* **Extract provided**:
Saturday, November 6, 2010
Monster Movie of the Week: Monsters (2010)
MONSTERS (2010)
Director: Gareth Edwards
Genre: Sci-Fi, Drama
With recent movies like Children of Men, District 9 and Moon, we seem to be having something of a renaissance in thoughtful social problem sci-fi . Now we have director Gareth Edwards' Monsters, which, while not as good as those movies, offers up a Mexican-set giant monster story which has roots in the current political situation between the US and its southern neighbor. While a lot of the political commentary is in the background of the movie, it is clearly extrapolated from real world current events and the (US-caused) alien monster outbreak in Mexico is cleverly layered over existing issues like illegal immigration and the War on Drugs. With a huge chunk of Mexico considered an "Infected Zone" in the movie, American conservatives finally got to build a massive militarized wall along the border, and, ironically, two Americans have to be smuggled to it.
The focus of Monsters is heavily on the relationship between the two lead characters: the daughter of a wealthy family who is stranded in Mexico and a photojournalist who is tasked with bringing her back to the US. It is really more of a quiet character-driven indie road movie than the orgy of action and special effects you might expect from the title . I've grown fond of calling it Lost in Monstration for its foreign setting and the weird quasi-romantic relationship at its core.
Monsters is a gorgeous-looking movie and it captures the particular beauty of Mexico, here often in ruins. The vivid Latin American color palette is muted with smoke and rubble. The movie presents us with a haunting apocalyptic vision contrasting ruined urban landscapes filled with architectural skeletons and jungles dotted with Mayan ruins and abandoned military hardware.
For a movie that gets a lot of mileage out its Mexican setting, Monsters makes some inexplicable mistakes about the country's basic geography. When the characters finally reach the US border near the end of the movie, they find the terrain covered in jungle and peppered with Mayan pyramids, which would more accurately be Mexico's border with Guatemala to the south. Anyone who has ever been to the arid American southwest will have a good idea what the US border would look like. C'mon, guys, look that shit up.

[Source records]

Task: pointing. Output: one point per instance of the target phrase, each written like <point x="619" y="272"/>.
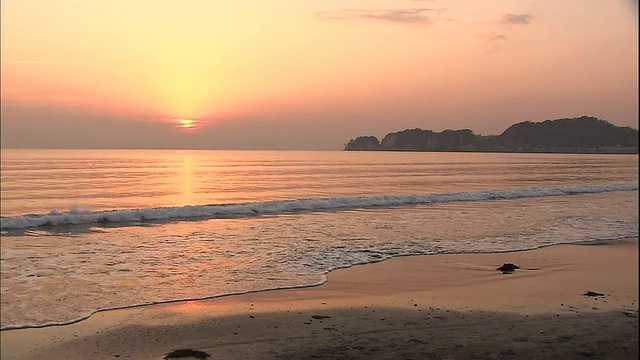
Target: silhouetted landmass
<point x="579" y="135"/>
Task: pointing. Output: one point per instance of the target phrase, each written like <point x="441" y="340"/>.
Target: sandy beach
<point x="419" y="307"/>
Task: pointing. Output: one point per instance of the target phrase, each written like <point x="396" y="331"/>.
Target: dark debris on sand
<point x="508" y="268"/>
<point x="201" y="355"/>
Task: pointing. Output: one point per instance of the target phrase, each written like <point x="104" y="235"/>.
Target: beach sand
<point x="418" y="307"/>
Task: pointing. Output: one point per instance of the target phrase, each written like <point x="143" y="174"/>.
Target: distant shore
<point x="427" y="307"/>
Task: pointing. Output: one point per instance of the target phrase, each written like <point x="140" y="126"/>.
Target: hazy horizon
<point x="306" y="75"/>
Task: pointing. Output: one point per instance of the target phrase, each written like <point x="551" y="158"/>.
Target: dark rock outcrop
<point x="579" y="135"/>
<point x="363" y="143"/>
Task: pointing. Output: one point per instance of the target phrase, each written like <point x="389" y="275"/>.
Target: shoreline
<point x="295" y="287"/>
<point x="369" y="308"/>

* **Required actions**:
a - Answer these questions about the movie review, each on its own line:
(i) Who directed Monsters?
(ii) What name has the reviewer grown fond of calling the movie?
(iii) What terrain do the characters find when they reach the US border near the end?
b - Name every movie the review cites as part of a recent renaissance in thoughtful social problem sci-fi.
c - Carry on the review of Monsters from its last sentence.

* **Answers to the problems**:
a -
(i) Gareth Edwards
(ii) Lost in Monstration
(iii) Terrain covered in jungle and peppered with Mayan pyramids

b - Children of Men, District 9, Moon

c -
THE MONSTER/EFFECTS
The movie handles its creatures in an interesting way. For most of movie, the monsters are either referred to, glimpsed in Cloverfield-like video clips, or seen in illustrations and photos, which is in keeping with the movie's emphasis on its human protagonists. The monsters are handled in a way that is refreshingly casual, instead of reverential. The movie is not trying to knock you over the head with CGI. As in Cloverfield, the creatures are kept mysterious, except for the fact that they crashed to Mexico on some sort of NASA sample return mission which immediately overran a large chunk of Mexico, the "Infected Zone."
Once we finally see them, they are somewhat of a letdown, though. While an octopus is a great starting point for an alien creature-the tentacles, the slimness, the soft boneless body-the aliens of Monster look a little too much like octopi. Other than their size, bio-luminescence, and their ability to walk on their tentacles, they are pretty much Space Octopi. Maybe they are from the Mon Calamari system. It is unimaginative creature design and somewhat of a letdown after being teased for the whole movie. But again, Monsters is not really about monsters.
HOME VIDEO AVAILABILITY
Currently in select theaters and available On Demand.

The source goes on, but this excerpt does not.